_Source passage_
=-=-=

I am really fortunate to be in a Bortle 3-4 area, although there is quite a lot of light around from neighbours, street lights and so forth, but last night the worst offenders didn’t interfere. And no moon, either. Oh, and this was also my first chance to properly assess my new eyepiece, a Morpheus 17.5mm. (Well, so many people speak so highly of it, and what with a new scope an’ all… and then FLO put one in their sale…)

 

Orion was front and centre, so first up was M42 with the Hyperflex 21.5-7.2mm zoom. The nebula looked terrific, with plenty of detail in the gas clouds and the four Trapezium stars showing very clearly. I admired it all for a while and panned around for a bit, zipped down to Rigel – could I split it? My one previous outing with the dob (for an hour, before clouds stopped play) I had spent a bit of time trying to split this and finally got there. It’s definitely easier the second time, when you know what to expect. Back to M42 and time to try the Morpheus. Ah, a real wow moment. I was simply bowled over by the beautiful image filling the view, how big the nebula is, how bright the stars, how much I could see. I stayed with this for a long time, just absorbing it all. Eventually, I tore myself away and went looking for other stuff.

=-=-=

_Exercise objective_
Reproduce verbatim the part of the stargazing account starting at "I am really" and ending at "in their sale…)".

=-=-=

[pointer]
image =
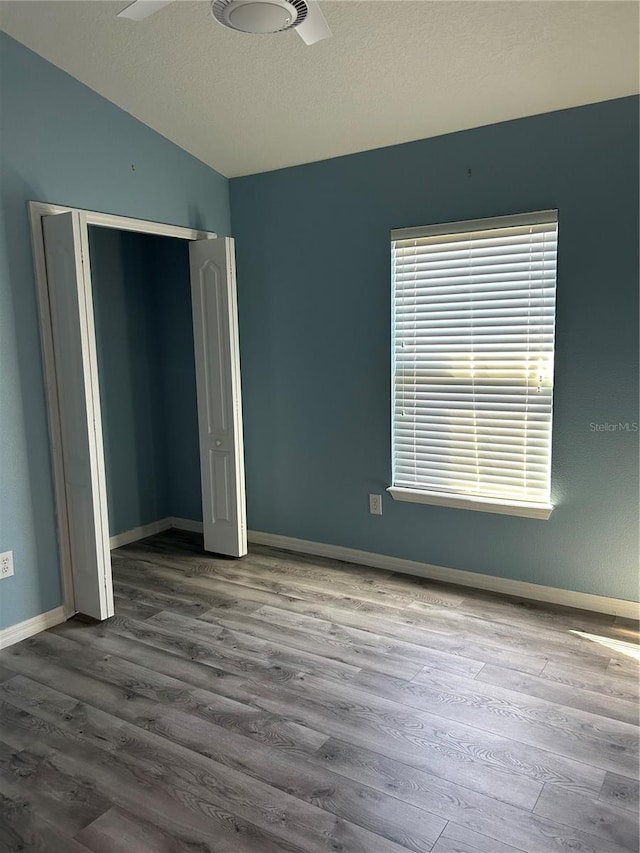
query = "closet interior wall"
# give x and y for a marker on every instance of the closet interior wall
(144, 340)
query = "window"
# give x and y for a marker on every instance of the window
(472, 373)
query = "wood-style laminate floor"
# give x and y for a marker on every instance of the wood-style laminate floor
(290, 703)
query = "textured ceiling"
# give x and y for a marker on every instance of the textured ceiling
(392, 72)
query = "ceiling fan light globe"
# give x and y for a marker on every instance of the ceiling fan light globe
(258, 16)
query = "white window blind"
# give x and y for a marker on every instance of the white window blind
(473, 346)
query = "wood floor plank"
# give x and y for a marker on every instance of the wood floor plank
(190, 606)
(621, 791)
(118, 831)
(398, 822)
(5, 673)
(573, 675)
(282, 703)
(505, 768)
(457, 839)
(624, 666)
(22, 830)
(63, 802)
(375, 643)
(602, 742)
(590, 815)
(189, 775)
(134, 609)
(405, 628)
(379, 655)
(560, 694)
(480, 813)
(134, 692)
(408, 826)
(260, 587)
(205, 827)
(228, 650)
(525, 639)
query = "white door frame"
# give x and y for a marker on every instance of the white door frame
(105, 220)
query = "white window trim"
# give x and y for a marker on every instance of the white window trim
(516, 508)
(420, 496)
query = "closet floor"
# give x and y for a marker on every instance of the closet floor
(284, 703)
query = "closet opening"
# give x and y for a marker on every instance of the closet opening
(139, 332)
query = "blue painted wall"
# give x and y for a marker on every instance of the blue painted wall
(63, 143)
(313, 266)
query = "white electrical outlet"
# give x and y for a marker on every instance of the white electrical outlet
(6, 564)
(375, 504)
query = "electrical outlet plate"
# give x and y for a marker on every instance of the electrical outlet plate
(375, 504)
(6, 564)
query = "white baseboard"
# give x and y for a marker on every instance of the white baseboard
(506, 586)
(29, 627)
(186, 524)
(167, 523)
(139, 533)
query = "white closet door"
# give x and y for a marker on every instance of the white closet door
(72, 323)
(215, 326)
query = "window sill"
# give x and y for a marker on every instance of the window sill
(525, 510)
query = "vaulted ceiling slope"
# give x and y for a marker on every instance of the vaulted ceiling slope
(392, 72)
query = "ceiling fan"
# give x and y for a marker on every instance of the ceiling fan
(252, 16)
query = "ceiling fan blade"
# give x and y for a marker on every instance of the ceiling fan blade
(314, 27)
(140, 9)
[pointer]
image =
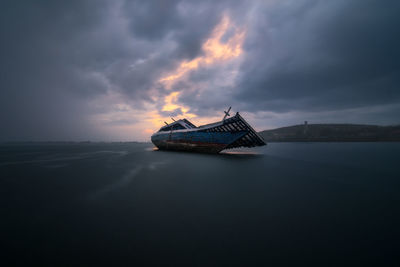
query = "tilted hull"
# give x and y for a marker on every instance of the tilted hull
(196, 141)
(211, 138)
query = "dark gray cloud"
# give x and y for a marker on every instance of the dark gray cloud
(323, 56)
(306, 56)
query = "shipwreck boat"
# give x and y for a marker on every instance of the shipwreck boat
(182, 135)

=-=-=

_Solution_
I am really fortunate to be in a Bortle 3-4 area, although there is quite a lot of light around from neighbours, street lights and so forth, but last night the worst offenders didn’t interfere. And no moon, either. Oh, and this was also my first chance to properly assess my new eyepiece, a Morpheus 17.5mm. (Well, so many people speak so highly of it, and what with a new scope an’ all… and then FLO put one in their sale…)